Study text.
※
How a Choral Director and Her Students Found Joy in the Folkways Archives

Watch this uplifting video giving voice to stalwarts of the American songbook

Oakcrest School Chorus
To learn more about high school choruses, a team from Smithsonian Folkways Recordings collaborated with the chorus (above) at Oakcrest, an all-girls school in Vienna, Virginia. Rui Barros Photography

Americans place great merit in the spirit of the individual, but we also understand that great strength is found in community. In music, the stirring voice of a fine soloist, that one soul reaching out to find and communicate with others can be generous and breathtaking, but when a group of voices seek together to form a choral community, the effect can inspire beyond words.

America loves its choruses. The popularity of 2009 television program Glee and the 2012 Pitch Perfect series stand as evidence that choruses hold a time-honored place in the broader American culture. A study conducted by Chorus America in 2009, found that 42.6 million Americans sing in choruses, and there are more than 270,000 active choruses in the United States: 41,000 in high schools, 216,000 religious choirs, 12,000 professional groups. The study found that when students come together to sing, the resulting educational impact is discipline, teamwork and increased civic involvement in later life. And in keeping with the narrative and themes of Glee, belonging to a chorus certainly helps you survive the multiple challenges of high school.

To learn more about high school choruses, a team from Smithsonian Folkways Recordings contacted Anne Miller, the choral director of Oakcrest, an all-girls school in Vienna, Virginia. Would she help us with an idea? Were choruses and choral directors aware of the great wealth of Americana, as well as World Music held in the Smithsonian Folkways collections? Would they be interested in mining this vast archive for competitions and concerts? We asked Miller to do some exploring, to find a song that spoke to her and her students? Figuring that school choir directors do so every day, we called on her to produce an arrangement for her talented high school choir to sing. For our part, we would produce a performance video of their effort, so together, we could encourage other choruses to investigate the great musical heritage of this country.
※
Questions on the material.
1. List each kind of chorus that the Chorus America study counts in the article, with the number given for it.
2. Do these statements agree with the article? Answer yes or no for each, quoting the deciding words.
(a) Oakcrest is an all-girls school in Vienna, Virginia.
(b) Chorus America conducted its study in 2012.
(c) The Smithsonian Folkways team planned to produce a performance video of the choir's effort.
3. Copy out the stretch of the article from "Oakcrest School Chorus" through "inspire beyond words.".
※
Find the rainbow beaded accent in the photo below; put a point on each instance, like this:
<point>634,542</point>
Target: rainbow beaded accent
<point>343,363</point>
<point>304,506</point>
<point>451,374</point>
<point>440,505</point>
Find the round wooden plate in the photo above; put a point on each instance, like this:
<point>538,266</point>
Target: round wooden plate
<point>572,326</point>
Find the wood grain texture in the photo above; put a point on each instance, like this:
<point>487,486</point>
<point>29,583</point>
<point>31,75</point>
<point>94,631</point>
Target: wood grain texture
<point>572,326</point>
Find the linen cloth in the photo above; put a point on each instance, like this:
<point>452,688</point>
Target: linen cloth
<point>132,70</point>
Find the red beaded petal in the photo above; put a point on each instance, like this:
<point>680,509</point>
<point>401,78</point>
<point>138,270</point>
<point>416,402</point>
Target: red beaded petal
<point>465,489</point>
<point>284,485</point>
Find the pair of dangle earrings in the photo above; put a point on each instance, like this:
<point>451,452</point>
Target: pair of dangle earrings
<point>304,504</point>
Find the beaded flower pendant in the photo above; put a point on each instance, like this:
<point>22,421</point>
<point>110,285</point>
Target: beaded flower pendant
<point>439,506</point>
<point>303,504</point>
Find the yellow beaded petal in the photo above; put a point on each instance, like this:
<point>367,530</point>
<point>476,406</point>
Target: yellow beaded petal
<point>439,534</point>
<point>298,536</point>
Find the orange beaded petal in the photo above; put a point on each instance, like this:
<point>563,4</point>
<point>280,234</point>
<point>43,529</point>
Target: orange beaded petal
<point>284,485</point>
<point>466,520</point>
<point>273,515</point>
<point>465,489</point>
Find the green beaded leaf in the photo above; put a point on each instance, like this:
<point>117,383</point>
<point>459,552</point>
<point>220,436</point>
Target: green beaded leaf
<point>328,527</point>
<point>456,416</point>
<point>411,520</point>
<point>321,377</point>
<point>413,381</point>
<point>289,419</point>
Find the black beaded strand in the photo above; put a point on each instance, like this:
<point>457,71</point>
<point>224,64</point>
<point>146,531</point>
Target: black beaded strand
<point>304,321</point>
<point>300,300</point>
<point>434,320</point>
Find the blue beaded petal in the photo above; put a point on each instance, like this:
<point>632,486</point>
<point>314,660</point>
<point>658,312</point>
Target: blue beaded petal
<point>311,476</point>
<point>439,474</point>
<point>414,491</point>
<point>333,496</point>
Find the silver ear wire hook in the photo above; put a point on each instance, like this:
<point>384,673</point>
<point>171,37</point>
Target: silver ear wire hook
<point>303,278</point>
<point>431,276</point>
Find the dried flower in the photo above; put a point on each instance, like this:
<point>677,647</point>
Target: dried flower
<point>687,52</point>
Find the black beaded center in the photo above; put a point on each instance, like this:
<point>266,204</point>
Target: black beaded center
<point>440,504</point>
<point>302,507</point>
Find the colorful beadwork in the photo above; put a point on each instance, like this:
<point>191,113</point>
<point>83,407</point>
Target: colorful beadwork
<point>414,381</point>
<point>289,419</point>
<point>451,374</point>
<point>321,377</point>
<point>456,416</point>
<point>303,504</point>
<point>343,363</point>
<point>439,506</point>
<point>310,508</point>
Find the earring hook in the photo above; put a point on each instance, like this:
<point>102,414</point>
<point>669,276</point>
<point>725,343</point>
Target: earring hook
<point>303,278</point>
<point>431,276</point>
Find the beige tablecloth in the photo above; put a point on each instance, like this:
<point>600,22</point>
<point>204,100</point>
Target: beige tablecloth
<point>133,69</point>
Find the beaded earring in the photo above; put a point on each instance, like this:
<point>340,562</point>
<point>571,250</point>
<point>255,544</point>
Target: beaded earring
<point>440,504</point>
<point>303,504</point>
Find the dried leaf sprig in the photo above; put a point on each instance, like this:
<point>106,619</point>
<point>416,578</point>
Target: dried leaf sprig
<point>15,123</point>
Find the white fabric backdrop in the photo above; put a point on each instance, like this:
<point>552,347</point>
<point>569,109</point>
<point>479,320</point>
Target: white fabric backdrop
※
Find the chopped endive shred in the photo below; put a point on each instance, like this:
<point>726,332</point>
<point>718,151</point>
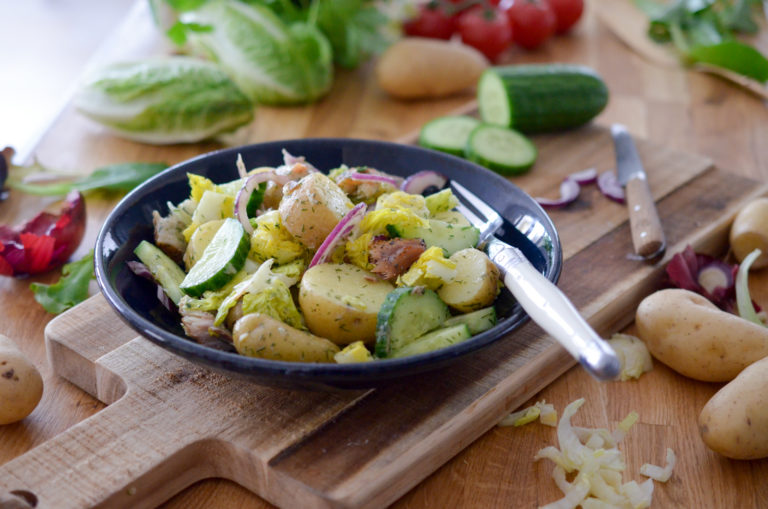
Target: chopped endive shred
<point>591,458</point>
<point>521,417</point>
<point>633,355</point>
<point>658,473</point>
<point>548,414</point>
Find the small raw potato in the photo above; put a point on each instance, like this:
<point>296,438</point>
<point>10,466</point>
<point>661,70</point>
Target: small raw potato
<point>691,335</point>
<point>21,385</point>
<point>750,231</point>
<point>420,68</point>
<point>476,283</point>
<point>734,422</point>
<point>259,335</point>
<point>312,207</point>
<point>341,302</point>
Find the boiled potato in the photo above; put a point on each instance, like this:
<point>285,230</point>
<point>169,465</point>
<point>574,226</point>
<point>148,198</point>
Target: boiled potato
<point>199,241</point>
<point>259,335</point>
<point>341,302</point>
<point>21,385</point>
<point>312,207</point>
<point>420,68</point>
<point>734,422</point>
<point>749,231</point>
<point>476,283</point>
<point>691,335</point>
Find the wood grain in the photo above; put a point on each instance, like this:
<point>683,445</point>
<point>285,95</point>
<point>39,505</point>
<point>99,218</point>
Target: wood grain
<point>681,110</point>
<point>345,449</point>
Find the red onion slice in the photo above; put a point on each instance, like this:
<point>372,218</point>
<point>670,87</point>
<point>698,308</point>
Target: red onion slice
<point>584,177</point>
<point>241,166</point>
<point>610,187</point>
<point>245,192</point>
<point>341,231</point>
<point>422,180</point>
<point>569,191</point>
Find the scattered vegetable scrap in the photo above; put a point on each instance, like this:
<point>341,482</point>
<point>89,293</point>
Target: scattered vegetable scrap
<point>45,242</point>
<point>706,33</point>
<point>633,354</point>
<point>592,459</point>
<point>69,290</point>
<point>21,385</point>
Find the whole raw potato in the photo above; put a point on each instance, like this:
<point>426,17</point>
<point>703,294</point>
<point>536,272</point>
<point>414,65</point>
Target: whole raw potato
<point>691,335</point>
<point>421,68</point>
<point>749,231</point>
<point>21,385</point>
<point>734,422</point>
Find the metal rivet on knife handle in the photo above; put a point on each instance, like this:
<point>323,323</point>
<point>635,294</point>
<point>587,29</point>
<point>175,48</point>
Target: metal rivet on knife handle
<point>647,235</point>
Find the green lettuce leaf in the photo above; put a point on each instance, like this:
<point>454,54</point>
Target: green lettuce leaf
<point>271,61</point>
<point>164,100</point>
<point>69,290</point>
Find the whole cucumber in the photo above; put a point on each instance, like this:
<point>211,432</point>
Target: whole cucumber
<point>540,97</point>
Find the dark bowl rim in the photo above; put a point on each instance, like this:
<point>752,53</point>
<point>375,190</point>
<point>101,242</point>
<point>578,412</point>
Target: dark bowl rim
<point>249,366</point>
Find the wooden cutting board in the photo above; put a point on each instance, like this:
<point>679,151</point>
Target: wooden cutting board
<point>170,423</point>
※
Answers to the exercise.
1.
- High school choruses: 41,000
- Religious choirs: 216,000
- Professional groups: 12,000

2.
(a) Yes: "Oakcrest, an all-girls school in Vienna, Virginia."
(b) No: "A study conducted by Chorus America in 2009"
(c) Yes: "For our part, we would produce a performance video of their effort"

3.
Oakcrest School Chorus
To learn more about high school choruses, a team from Smithsonian Folkways Recordings collaborated with the chorus (above) at Oakcrest, an all-girls school in Vienna, Virginia. Rui Barros Photography

Americans place great merit in the spirit of the individual, but we also understand that great strength is found in community. In music, the stirring voice of a fine soloist, that one soul reaching out to find and communicate with others can be generous and breathtaking, but when a group of voices seek together to form a choral community, the effect can inspire beyond words.